** MATERIALS PROVIDED follows **

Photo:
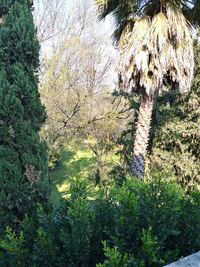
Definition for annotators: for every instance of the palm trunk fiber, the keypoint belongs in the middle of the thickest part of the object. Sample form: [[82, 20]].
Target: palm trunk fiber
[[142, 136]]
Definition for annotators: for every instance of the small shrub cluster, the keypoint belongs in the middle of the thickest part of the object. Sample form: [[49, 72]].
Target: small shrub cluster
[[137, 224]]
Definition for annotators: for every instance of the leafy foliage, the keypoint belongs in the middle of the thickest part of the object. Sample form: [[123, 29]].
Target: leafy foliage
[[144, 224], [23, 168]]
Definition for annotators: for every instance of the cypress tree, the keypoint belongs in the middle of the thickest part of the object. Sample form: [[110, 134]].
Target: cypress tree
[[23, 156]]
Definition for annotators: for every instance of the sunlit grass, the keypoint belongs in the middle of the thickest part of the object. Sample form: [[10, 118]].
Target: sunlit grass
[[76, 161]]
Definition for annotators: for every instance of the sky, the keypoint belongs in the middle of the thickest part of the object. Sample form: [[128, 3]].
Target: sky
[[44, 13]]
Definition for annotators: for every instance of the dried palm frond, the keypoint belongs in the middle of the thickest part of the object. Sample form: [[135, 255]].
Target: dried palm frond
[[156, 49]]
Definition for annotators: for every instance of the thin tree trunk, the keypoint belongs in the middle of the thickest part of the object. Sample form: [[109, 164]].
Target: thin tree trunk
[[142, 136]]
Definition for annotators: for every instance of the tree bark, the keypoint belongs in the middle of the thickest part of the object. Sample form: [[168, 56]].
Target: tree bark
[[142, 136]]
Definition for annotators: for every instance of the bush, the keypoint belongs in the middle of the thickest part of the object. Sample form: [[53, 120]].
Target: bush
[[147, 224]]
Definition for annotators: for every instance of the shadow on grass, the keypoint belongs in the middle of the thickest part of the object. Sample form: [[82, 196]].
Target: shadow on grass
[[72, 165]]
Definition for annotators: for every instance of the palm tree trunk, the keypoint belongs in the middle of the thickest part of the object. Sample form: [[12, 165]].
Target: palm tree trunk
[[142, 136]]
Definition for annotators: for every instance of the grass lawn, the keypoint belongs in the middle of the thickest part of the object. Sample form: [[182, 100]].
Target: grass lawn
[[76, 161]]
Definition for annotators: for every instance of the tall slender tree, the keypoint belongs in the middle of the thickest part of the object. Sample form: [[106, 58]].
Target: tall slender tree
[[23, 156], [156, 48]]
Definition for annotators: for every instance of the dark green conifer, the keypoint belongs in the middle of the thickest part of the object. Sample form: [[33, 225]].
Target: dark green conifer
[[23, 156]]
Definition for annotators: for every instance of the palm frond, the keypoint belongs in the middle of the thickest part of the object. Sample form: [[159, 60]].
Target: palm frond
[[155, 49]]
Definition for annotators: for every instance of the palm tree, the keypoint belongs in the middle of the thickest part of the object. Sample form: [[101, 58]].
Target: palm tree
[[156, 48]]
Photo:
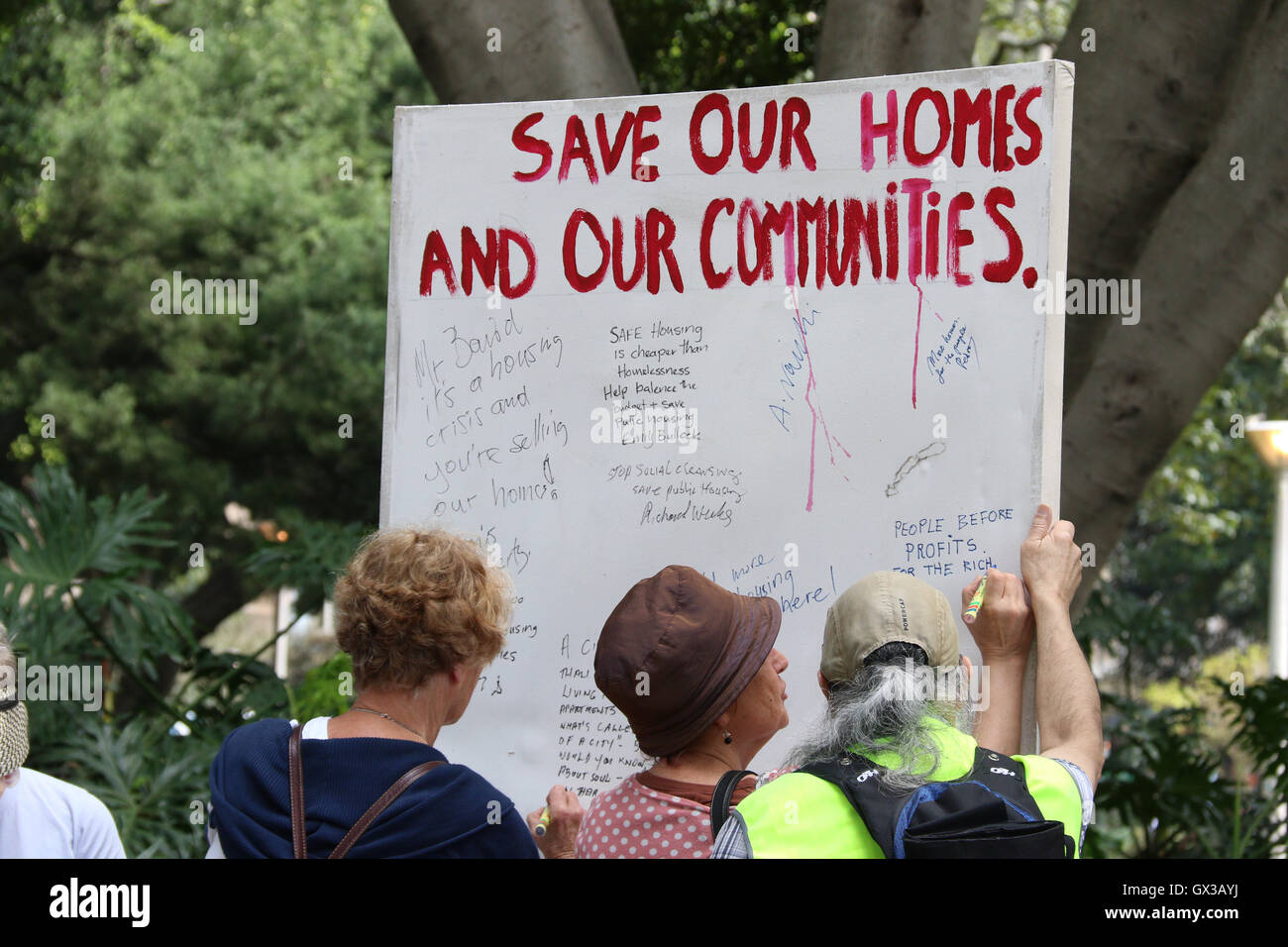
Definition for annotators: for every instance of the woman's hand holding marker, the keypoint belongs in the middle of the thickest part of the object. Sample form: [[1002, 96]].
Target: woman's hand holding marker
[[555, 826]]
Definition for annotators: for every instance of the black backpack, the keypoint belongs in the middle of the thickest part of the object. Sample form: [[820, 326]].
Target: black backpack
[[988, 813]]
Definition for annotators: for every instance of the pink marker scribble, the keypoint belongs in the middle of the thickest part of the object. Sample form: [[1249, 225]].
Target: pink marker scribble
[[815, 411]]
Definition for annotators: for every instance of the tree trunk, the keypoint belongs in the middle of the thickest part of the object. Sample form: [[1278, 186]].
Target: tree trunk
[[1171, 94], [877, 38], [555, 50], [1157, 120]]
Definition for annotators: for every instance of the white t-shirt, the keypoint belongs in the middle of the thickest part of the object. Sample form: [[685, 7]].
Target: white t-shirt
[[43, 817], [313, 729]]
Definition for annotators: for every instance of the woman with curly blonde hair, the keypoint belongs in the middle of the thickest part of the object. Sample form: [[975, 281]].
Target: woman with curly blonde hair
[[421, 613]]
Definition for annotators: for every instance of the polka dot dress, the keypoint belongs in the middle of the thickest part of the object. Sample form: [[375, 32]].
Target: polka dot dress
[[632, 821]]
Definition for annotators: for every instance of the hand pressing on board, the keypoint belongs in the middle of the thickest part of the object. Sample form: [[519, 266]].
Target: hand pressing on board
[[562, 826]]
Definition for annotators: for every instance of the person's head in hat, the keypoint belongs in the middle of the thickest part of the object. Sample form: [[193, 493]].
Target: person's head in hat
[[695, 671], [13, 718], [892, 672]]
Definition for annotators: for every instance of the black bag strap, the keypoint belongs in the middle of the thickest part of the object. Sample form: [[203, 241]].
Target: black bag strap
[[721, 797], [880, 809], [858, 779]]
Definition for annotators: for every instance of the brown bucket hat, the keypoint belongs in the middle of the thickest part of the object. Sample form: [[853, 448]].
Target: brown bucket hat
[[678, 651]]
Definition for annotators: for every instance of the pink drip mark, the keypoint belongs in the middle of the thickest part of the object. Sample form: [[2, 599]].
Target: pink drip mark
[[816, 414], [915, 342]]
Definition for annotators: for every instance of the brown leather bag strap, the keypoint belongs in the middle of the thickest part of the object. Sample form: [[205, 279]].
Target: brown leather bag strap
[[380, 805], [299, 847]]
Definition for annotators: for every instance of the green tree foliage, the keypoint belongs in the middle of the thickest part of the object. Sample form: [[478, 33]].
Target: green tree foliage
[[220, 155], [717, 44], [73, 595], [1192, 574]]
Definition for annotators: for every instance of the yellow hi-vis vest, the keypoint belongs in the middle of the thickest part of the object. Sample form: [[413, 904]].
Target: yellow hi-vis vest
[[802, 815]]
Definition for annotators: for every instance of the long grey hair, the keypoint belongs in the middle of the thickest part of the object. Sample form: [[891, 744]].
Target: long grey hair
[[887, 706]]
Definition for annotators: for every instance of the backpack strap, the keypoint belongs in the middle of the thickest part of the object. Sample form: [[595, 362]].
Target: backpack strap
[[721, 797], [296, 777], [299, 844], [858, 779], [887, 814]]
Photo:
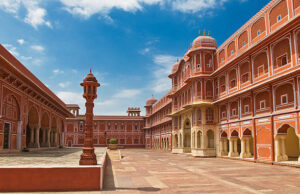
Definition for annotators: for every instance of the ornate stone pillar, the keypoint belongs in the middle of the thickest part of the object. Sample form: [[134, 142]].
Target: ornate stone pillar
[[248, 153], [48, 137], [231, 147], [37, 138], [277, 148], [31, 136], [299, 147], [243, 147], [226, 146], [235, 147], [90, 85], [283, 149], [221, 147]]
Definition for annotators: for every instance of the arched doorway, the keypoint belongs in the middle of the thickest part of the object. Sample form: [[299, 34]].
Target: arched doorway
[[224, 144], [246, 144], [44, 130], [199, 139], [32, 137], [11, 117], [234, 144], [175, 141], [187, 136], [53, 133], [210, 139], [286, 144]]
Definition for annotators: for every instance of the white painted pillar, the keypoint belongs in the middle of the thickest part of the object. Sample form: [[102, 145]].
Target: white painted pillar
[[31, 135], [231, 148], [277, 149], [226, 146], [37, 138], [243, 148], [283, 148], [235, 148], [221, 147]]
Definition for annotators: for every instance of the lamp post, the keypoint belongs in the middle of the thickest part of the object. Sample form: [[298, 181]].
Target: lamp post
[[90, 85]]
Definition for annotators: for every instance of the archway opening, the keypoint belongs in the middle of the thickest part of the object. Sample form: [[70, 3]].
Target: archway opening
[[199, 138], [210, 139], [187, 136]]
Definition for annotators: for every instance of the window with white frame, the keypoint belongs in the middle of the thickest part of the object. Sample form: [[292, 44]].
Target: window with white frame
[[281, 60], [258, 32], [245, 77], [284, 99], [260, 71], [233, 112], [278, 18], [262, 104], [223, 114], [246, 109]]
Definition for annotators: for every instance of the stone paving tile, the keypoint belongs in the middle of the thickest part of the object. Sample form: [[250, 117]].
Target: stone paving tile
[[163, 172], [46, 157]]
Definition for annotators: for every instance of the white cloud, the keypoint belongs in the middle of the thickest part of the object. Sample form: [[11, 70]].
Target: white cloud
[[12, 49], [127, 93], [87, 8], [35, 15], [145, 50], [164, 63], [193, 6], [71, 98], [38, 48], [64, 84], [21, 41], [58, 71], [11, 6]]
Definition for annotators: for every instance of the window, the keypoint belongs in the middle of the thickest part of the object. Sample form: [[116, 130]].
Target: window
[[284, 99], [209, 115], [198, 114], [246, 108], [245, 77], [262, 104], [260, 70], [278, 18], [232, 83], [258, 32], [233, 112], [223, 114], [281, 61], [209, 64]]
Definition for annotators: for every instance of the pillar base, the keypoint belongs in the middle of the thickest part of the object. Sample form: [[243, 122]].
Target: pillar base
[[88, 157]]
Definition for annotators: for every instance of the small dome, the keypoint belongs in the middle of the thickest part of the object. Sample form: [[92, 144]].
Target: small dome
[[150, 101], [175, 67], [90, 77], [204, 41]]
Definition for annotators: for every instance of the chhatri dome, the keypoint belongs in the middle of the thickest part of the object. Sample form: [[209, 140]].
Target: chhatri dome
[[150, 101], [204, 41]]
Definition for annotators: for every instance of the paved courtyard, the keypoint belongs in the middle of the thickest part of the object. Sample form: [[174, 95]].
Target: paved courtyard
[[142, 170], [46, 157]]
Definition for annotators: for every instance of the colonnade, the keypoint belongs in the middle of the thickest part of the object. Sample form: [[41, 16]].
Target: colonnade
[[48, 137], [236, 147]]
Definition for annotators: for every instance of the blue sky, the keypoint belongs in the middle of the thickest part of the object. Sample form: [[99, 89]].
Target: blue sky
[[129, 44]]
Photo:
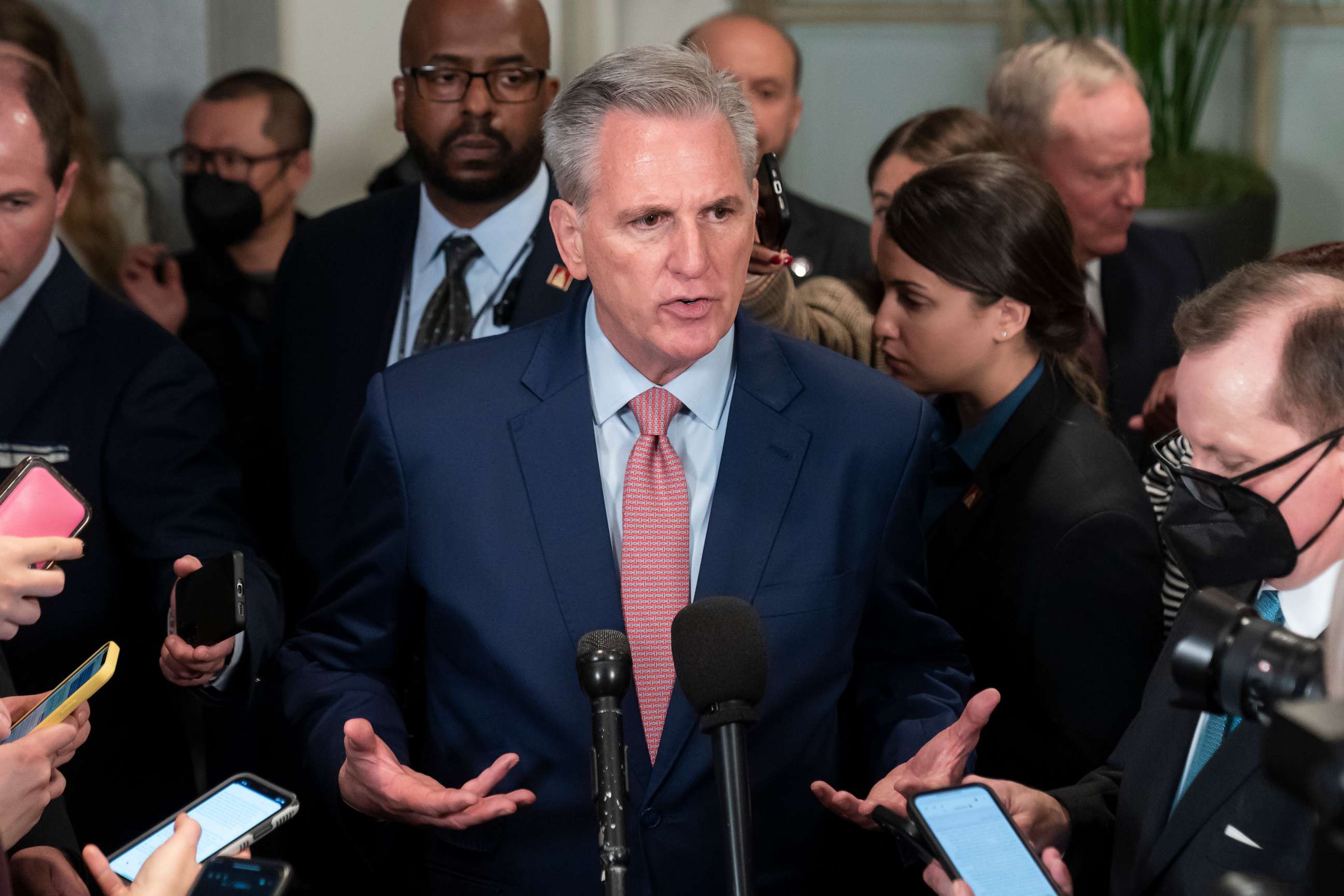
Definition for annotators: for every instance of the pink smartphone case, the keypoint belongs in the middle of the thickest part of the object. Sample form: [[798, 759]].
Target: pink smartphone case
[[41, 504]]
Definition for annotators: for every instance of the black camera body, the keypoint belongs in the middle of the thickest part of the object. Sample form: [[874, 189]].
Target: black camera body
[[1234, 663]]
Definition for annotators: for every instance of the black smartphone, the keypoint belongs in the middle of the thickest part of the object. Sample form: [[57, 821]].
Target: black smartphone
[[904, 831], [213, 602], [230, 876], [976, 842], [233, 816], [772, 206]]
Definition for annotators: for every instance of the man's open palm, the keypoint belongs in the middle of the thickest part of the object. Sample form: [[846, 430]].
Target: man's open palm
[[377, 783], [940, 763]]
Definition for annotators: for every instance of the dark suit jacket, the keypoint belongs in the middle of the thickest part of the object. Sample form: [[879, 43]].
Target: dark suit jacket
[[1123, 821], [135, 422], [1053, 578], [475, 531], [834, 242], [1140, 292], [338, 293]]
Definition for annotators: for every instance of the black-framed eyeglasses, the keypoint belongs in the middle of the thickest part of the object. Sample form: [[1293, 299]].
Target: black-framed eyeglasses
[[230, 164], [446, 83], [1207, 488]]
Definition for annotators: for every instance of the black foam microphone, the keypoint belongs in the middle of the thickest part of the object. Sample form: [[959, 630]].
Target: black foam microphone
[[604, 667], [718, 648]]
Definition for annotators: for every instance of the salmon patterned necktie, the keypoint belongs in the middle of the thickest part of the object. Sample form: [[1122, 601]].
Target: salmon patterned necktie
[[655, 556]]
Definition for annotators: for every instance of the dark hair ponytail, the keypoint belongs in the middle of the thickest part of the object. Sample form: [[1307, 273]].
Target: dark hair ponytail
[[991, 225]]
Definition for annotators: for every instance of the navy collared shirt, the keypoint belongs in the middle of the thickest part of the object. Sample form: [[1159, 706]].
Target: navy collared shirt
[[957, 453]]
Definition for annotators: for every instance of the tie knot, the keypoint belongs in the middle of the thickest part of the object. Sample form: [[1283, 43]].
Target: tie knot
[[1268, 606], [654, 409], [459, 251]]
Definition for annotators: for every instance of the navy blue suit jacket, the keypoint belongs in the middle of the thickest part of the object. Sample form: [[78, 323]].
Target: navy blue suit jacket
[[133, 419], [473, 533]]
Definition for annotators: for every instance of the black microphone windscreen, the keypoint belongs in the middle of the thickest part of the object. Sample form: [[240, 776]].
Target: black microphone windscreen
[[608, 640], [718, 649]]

** End of MATERIALS PROVIDED **

* WORK TO COMPLETE *
Nothing but the lines above from the one that has "Target: green tree foliage" down to the one that has "Definition for annotators: for every instance of the ornate" belongs in the answer, copied exactly, without pictures.

* FINISHED TASK *
Target: green tree foliage
[[220, 155], [717, 44], [73, 595], [1192, 574]]
Definition for annotators: for every instance of the yellow hi-vis vest, the keypoint belongs in the middle of the thickest part of the object. Sample form: [[413, 904]].
Target: yellow hi-vis vest
[[802, 815]]
Definition for annotators: for every instance of the long grey hair, the keypoint belongs in the middle of the thickest part of the object. Sample form: [[891, 744]].
Target: long grey hair
[[887, 706]]
Definition for annotators: for every instance of the backpack strap, the keypoint belongs in the middle of the thickest part of the object. Sample form: [[595, 362]].
Target: backpack strap
[[721, 797], [296, 777], [299, 844], [858, 779], [887, 814]]
Photo:
Definition for annotators: for every instance of the ornate stone pillar, the keypoint belongs in the middle of the thickest part of the object. Sample form: [[134, 142]].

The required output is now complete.